> [What is asked] Retype the whole listing below, character for character.

[Stored data]
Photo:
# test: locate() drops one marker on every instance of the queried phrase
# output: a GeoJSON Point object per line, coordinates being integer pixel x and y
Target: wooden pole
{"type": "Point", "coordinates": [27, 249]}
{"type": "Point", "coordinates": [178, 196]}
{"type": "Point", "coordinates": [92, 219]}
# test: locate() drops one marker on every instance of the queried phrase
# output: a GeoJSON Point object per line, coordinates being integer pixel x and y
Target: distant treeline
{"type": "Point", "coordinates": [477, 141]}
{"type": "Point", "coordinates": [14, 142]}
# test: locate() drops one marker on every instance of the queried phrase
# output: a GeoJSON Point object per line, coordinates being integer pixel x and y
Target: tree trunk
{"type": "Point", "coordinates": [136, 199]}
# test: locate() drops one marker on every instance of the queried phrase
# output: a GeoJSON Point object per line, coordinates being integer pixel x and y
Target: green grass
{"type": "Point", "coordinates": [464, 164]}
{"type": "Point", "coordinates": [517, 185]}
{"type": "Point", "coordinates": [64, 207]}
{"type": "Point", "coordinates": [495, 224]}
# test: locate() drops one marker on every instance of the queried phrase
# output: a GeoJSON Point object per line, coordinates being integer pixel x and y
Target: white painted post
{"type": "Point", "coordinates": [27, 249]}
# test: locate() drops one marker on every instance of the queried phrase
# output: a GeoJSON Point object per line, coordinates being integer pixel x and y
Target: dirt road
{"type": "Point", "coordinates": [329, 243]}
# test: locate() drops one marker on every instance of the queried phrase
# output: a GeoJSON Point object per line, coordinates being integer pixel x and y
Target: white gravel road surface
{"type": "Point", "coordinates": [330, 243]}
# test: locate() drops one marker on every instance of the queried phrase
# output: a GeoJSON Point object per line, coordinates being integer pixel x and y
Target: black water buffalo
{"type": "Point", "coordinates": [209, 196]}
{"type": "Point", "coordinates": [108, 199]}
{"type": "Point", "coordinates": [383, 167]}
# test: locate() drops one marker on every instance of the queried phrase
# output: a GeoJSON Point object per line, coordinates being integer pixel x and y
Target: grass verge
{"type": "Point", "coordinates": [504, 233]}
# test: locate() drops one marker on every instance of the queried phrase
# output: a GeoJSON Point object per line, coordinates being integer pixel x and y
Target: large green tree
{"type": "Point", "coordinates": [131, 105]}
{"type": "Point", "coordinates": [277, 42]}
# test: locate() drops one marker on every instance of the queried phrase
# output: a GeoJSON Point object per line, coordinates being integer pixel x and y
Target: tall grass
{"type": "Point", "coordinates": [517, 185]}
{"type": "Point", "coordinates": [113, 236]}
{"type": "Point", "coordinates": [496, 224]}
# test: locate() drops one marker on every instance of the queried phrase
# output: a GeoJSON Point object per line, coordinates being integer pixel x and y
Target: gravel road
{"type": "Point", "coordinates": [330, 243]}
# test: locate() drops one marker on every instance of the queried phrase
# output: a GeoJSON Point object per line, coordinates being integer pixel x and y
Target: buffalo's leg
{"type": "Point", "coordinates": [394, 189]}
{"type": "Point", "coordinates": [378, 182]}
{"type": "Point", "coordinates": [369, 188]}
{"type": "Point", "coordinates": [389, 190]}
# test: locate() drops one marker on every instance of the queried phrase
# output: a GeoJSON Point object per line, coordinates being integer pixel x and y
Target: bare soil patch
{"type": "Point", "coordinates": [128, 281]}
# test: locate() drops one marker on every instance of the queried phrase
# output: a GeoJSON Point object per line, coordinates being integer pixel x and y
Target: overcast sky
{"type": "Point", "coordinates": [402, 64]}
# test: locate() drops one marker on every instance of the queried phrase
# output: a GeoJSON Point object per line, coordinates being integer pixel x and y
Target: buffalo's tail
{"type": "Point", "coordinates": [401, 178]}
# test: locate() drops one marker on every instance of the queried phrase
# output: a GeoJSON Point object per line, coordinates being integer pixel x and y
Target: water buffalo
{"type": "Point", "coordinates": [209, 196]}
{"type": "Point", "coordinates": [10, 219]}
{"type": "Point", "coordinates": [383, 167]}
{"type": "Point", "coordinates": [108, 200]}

> [Response to this task]
Photo:
# test: locate() drops one marker on every instance of the queried phrase
# output: a GeoJSON Point object per line, coordinates being integer pixel x and y
Target: wooden pole
{"type": "Point", "coordinates": [27, 249]}
{"type": "Point", "coordinates": [178, 196]}
{"type": "Point", "coordinates": [92, 219]}
# test: locate() drops one marker on every instance of the queried phrase
# output: a GeoJSON Point object per line, coordinates being integer pixel x and y
Target: distant treeline
{"type": "Point", "coordinates": [477, 141]}
{"type": "Point", "coordinates": [14, 142]}
# test: locate() drops one marker on every instance of the queried phrase
# output: a GeoJSON Point object per line, coordinates being integer pixel x and y
Target: tree trunk
{"type": "Point", "coordinates": [136, 199]}
# test: locate() drops one marker on every instance of the queried phrase
# output: a GeoJSON Point object per line, coordinates being integer pixel x and y
Target: green grass
{"type": "Point", "coordinates": [464, 164]}
{"type": "Point", "coordinates": [517, 185]}
{"type": "Point", "coordinates": [64, 207]}
{"type": "Point", "coordinates": [495, 224]}
# test: locate() drops one marker on every instance of the queried phrase
# output: a GeoJSON Point object per line, coordinates being integer pixel x and y
Target: white painted post
{"type": "Point", "coordinates": [27, 249]}
# test: locate() drops one marker on every instance of the queried phrase
# output: a GeoJSON Point object per line, coordinates being integer pixel x and y
Target: dirt road
{"type": "Point", "coordinates": [329, 243]}
# test: locate() drops one marker on every instance of the queried phrase
# output: a GeoJSON Point object per line, coordinates being integer pixel x and y
Target: white gravel road surface
{"type": "Point", "coordinates": [330, 243]}
# test: locate() drops one marker on every instance of the queried phrase
# output: a GeoJSON Point object per line, coordinates being integer pixel x and y
Target: black water buffalo
{"type": "Point", "coordinates": [209, 196]}
{"type": "Point", "coordinates": [108, 199]}
{"type": "Point", "coordinates": [383, 167]}
# test: locate() drops one marker on every instance of the queried phrase
# output: a GeoJSON Point object per line, coordinates being integer pixel x and y
Target: grass verge
{"type": "Point", "coordinates": [504, 233]}
# test: locate() drops one marker on every instance of the queried phrase
# output: a GeoJSON Point object per line, coordinates being integer pixel x and y
Target: large green tree
{"type": "Point", "coordinates": [131, 105]}
{"type": "Point", "coordinates": [277, 42]}
# test: locate() drops one marker on every instance of the queried phrase
# output: a GeoJSON Point object per line, coordinates being integer pixel x and y
Target: tall grass
{"type": "Point", "coordinates": [517, 185]}
{"type": "Point", "coordinates": [113, 236]}
{"type": "Point", "coordinates": [496, 224]}
# test: locate() drops one marker on every instance of the queried phrase
# output: a GeoJSON Point object per line, coordinates being integer pixel x and y
Target: gravel road
{"type": "Point", "coordinates": [330, 243]}
# test: locate() drops one marker on every instance of the queried phrase
# output: a GeoJSON Point object per line, coordinates being integer pixel x and y
Target: buffalo's leg
{"type": "Point", "coordinates": [394, 189]}
{"type": "Point", "coordinates": [378, 182]}
{"type": "Point", "coordinates": [369, 188]}
{"type": "Point", "coordinates": [389, 190]}
# test: locate() drops one marker on every instance of the queried phrase
# output: a GeoJSON Point object per line, coordinates being integer pixel x and y
Target: bare soil patch
{"type": "Point", "coordinates": [128, 281]}
# test: locate() drops one marker on every instance of the queried phrase
# output: a GeoJSON Point object per line, coordinates being integer pixel x and y
Target: overcast sky
{"type": "Point", "coordinates": [402, 64]}
# test: locate() drops one marker on every instance of the queried phrase
# output: a GeoJSON Point object per line, coordinates being integer pixel x and y
Target: buffalo's tail
{"type": "Point", "coordinates": [401, 178]}
# test: locate() drops one marker on every instance of the queried phrase
# output: a GeoJSON Point object per line, coordinates being integer pixel x and y
Target: water buffalo
{"type": "Point", "coordinates": [209, 196]}
{"type": "Point", "coordinates": [10, 219]}
{"type": "Point", "coordinates": [383, 167]}
{"type": "Point", "coordinates": [108, 200]}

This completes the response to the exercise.